EXTRAIT À LIRE:
'''

Si l’on pointe les différentes questions, du moins dans les pays avancés, aucune n’apporte une réponse suffisante. Manque de patients ? Mais le tiers de la population a un besoin de correction permanente. Manque d’information aux candidats ? Mais, dans la plupart de ces pays, la publicité est autorisée sous une forme ou une autre – seule la France bloque complètement. Opposition des professionnels de l’optique ? Mais cette donnée, présente au départ est devenue marginale, car ces métiers sont prospères et se concurrencent sans se dénigrer. Manque d’enthousiasme des médecins non-opérateurs ? Cela est de moins en moins vrai, au fur et à mesure du rajeunissement des ophtalmologistes. Ignorance des patients ? C’est exact pour une fraction de la population. Peur d’une opération concernant les yeux ? Certainement une des raisons principales, mais à relativiser lorsqu'on sait que le recours à la chirurgie esthétique (non dénuée d’incidents), est en forte augmentation. Qualification de l’offre optique prothétique en France (lunettes et lentilles de contact) ? C’est un paramètre important, car cet état procure à tous les Français une très bonne couverture des besoins et atténue la nécessité de la chirurgie. Remboursement inexistant par la SS ? C’est un facteur non négligeable mais là aussi à mettre en pointillé car, d’une part, un remboursement partiel existe par la plupart des mutuelles et assurances, et d’autre part le low cost est présent, par le biais de divers réseaux de soins et par des cabinets médicaux paupéristes.
Formation universitaire embryonnaire
Cette revue des causes possibles représente un classeur, où chaque item est juste, seul ou associé. Mais les choses sont plus complexes. La chirurgie réfractive est une activité à part dans le monde ophtalmologique. Elle ne s’adresse qu’à des yeux parfaitement sains, chez des sujets en bon état général. Ces derniers sont des volontaires, car il s’agit d’une opération de convenance, mais dont la spécificité est aussi d’être réparatrice. En effet, la fonction visuelle est modifiée définitivement et il s’agit d’une action thérapeutique lourde, en termes d’indication. Elle ne peut être proposée qu’à des sujets comprenant bien l’information et mesure de délivrer un consentement extrêmement éclairé. Cet aspect explique une faible empathie de la part des jeunes diplômés pour la discipline. Peu cherchent à quitter la pathologie et le confort des actes médicaux imposés. Ajoutons qu’une acceptation du goût du risque est un prérequis. Les ophtalmologues formés sont donc peu nombreux pour plusieurs raisons : bien peu de CHU disposent de lasers réfractifs (moins de 10 pour toute la France) ; les enseignants universitaires compétents pour ce champ sont très peu nombreux et la plupart ont des débits opératoires personnels peu importants, l’exception étant ceux qui ont un secteur privé dédié : ils sont tout au plus 4 en France.

'''

LISTE EXTRAITE:
'''

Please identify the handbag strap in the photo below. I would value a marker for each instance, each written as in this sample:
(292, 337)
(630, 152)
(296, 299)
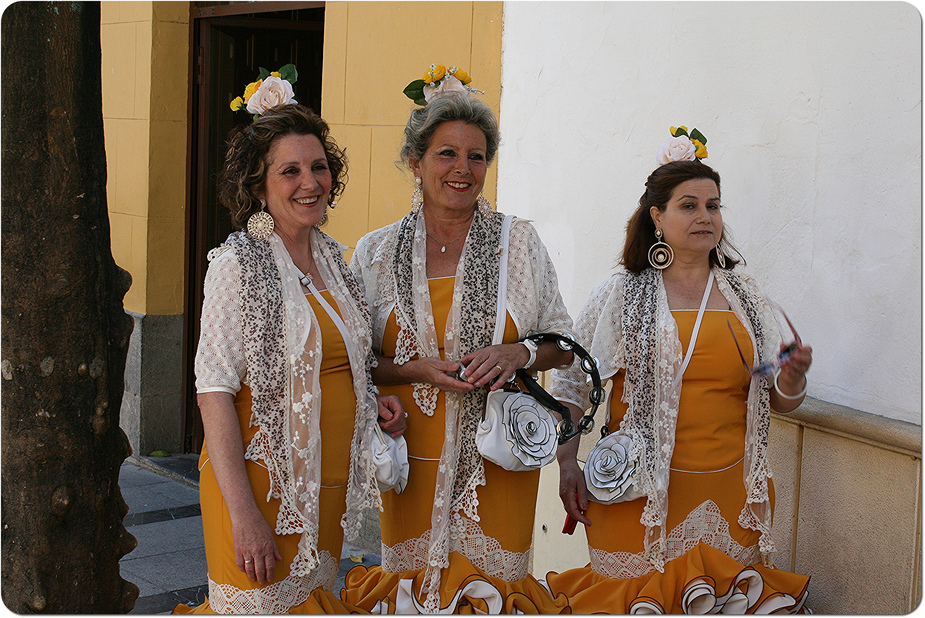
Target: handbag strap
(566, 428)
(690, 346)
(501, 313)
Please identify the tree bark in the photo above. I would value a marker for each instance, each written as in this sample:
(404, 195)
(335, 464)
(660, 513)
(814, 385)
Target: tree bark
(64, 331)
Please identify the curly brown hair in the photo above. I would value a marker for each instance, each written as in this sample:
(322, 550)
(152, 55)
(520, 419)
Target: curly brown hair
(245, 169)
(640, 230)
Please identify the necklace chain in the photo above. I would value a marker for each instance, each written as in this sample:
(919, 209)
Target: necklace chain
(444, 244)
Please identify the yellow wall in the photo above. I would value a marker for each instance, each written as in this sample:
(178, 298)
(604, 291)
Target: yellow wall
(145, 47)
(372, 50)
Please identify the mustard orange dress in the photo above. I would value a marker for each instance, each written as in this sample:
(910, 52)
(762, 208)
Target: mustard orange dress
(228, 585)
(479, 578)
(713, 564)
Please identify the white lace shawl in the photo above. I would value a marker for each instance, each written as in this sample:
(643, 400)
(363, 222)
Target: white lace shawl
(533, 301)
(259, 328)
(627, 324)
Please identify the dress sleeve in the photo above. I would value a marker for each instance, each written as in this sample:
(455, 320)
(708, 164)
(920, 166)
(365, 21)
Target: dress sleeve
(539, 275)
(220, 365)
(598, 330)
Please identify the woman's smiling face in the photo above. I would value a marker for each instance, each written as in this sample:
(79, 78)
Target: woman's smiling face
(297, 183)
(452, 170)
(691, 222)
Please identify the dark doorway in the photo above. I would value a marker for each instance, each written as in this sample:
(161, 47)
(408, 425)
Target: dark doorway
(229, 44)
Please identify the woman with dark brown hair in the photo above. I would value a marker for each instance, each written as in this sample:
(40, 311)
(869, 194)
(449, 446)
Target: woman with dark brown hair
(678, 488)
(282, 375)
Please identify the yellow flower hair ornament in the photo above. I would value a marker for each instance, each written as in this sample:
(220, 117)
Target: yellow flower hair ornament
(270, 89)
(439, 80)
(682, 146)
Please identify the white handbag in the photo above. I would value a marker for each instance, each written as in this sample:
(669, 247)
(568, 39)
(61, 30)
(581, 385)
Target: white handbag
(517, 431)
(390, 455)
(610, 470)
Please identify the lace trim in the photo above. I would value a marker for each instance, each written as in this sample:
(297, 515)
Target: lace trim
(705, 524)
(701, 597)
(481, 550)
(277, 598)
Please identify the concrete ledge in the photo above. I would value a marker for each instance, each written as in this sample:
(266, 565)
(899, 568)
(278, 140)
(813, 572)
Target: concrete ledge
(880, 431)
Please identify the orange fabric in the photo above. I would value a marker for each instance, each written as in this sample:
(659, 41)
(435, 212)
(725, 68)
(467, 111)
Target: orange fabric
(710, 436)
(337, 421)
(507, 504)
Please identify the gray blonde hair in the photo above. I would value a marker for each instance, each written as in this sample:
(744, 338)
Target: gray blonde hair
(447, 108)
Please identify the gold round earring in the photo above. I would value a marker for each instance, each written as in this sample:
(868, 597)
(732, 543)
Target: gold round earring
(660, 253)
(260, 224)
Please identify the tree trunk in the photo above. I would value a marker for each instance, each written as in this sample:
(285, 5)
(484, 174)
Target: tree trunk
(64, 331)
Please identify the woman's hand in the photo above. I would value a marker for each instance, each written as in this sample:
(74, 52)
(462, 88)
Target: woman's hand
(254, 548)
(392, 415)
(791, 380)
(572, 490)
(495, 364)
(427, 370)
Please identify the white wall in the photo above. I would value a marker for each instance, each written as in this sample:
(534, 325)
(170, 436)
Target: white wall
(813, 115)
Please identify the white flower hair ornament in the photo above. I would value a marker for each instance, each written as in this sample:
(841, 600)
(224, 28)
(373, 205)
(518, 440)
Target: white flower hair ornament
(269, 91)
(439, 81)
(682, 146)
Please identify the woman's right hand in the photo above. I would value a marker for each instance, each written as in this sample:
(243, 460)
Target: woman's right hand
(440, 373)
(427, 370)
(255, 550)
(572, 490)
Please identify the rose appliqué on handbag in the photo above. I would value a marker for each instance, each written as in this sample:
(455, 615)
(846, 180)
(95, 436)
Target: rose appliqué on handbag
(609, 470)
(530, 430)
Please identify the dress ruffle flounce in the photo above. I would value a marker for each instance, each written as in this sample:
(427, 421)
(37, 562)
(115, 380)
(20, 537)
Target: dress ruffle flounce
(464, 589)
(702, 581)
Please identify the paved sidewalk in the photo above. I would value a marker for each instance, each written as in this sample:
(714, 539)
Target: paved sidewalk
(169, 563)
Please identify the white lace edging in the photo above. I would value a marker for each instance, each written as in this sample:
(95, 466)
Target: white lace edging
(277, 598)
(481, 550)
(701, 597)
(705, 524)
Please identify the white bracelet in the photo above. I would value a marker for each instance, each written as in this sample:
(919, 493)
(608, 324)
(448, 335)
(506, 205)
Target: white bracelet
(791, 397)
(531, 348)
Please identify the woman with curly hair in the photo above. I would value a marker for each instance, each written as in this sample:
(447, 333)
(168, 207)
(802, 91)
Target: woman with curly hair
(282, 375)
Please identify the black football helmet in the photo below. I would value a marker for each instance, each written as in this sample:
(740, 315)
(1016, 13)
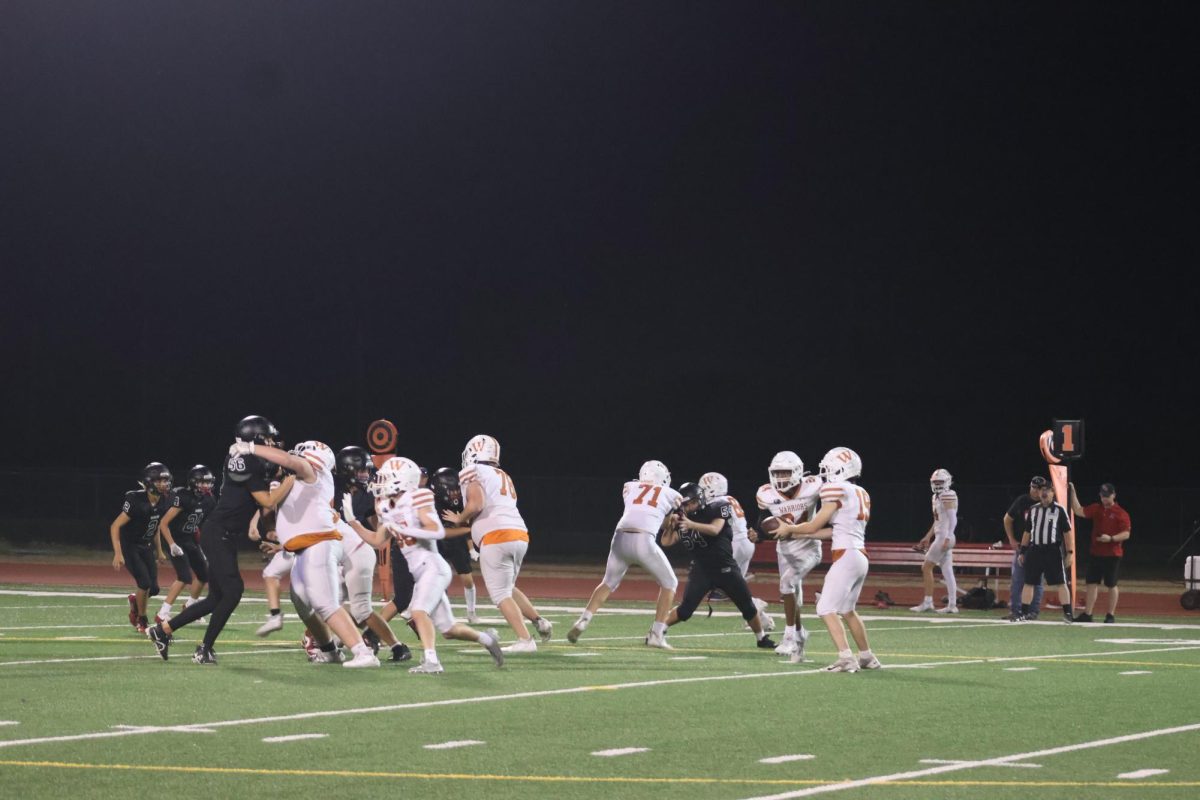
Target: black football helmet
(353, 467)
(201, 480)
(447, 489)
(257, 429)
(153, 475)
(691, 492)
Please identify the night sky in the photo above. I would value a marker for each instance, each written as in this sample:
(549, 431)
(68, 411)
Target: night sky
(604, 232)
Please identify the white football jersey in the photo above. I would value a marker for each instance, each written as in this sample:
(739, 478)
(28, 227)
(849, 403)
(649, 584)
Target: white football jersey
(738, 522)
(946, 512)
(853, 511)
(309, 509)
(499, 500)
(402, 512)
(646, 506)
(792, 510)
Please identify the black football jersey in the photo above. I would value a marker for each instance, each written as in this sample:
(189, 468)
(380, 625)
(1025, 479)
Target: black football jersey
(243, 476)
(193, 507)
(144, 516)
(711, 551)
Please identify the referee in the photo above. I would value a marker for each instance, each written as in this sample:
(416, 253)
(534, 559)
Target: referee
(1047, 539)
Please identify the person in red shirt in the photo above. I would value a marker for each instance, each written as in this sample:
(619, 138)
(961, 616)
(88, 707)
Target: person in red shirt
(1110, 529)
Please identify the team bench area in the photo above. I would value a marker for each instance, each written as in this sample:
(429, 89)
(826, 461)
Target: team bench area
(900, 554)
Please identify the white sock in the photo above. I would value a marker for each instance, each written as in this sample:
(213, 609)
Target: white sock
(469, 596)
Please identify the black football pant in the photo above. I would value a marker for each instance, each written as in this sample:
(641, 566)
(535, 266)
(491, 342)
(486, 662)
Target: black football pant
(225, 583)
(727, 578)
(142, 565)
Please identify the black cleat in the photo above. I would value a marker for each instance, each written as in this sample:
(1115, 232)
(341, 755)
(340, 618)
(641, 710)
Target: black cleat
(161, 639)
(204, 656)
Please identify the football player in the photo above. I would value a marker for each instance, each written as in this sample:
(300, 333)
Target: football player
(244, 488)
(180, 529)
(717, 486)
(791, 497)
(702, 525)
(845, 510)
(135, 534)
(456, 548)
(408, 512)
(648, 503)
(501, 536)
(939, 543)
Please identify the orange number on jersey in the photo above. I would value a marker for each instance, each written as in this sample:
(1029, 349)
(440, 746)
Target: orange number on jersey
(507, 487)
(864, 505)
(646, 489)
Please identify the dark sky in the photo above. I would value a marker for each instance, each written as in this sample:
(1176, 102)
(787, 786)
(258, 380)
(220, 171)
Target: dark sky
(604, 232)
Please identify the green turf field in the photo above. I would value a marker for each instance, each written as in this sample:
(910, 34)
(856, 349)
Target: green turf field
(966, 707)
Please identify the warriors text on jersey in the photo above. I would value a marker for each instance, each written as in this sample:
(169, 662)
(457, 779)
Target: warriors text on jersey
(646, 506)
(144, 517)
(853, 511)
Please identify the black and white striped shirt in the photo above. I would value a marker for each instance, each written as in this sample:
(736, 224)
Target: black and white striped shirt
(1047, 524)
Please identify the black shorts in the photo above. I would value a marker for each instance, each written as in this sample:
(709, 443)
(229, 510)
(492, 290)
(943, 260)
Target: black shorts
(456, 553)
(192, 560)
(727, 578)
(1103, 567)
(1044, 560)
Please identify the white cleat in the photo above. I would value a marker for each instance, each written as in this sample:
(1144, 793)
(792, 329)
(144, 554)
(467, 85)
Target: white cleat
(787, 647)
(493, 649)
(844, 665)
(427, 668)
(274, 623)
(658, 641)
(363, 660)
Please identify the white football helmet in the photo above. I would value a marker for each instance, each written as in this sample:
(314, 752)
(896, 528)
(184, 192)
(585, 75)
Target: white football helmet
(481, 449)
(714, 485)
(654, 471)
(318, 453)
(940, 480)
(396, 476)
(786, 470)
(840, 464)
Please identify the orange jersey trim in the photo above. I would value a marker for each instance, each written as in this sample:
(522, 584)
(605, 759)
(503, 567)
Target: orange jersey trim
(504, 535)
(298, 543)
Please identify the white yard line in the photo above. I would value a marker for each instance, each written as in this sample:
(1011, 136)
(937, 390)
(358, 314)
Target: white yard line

'''

CONSIGNES:
A) Dans l'extrait sur la chirurgie réfractive, mettez sous forme de liste courte le paragraphe qui commence par « Si l'on pointe les différentes questions », en gardant pour chaque cause la réponse qu'il lui donne.
B) Écrivez la suite de l'extrait sur la chirurgie réfractive, en partant de sa dernière phrase.

RÉPONSES:
A)
Dans les pays avancés, aucune de ces causes ne suffit à elle seule :
- Manque de patients : non, un tiers de la population a besoin d'une correction permanente.
- Manque d'information : la publicité est autorisée dans la plupart de ces pays. Seule la France la bloque complètement.
- Opposition des professionnels de l'optique : elle est devenue marginale, car ces métiers sont prospères.
- Manque d'enthousiasme des médecins non-opérateurs : c'est de moins en moins vrai, car les ophtalmologistes rajeunissent.
- Ignorance des patients : c'est vrai pour une partie de la population.
- Peur d'une opération des yeux : c'est l'une des raisons principales. Elle est à relativiser, car le recours à la chirurgie esthétique augmente fortement.
- Qualité de l'offre en lunettes et lentilles en France : c'est un point important. Elle couvre très bien les besoins et rend la chirurgie moins nécessaire.
- Pas de remboursement par la SS : le facteur compte, mais il est limité. La plupart des mutuelles et assurances remboursent en partie, et le low cost existe grâce à des réseaux de soins et à des cabinets paupéristes.

B)
La formation pratique des internes est quasi inexistante, sauf pour ceux qui passent dans des services hospitaliers, universitaires ou non, équipés. Les assistants opèrent en faible nombre et ne délèguent pas. En revanche, les diplômes théoriques font florès : décalage propre aux pays latins, comme l’Italie et la France. L’offre est donc réduite au sortir des années pédagogiques. En revanche, le compagnonnage est bien développé en secteur libéral car c’est la seule école du réel. Il est soutenu par les fabricants, les établissements de santé et centres et enfin par les médecins seniors. Les jeunes médecins entendent que la chirurgie réfractive est moquée, car considéré comme lucrative (q.s. « tous les livres sur l’argent en France ») mais ils ignorent combien elle est à fort rendement et sans danger, à la condition d’être rigoureux et prudent. Le service rendu au patient est majeur, et à la mesure de son anxiété.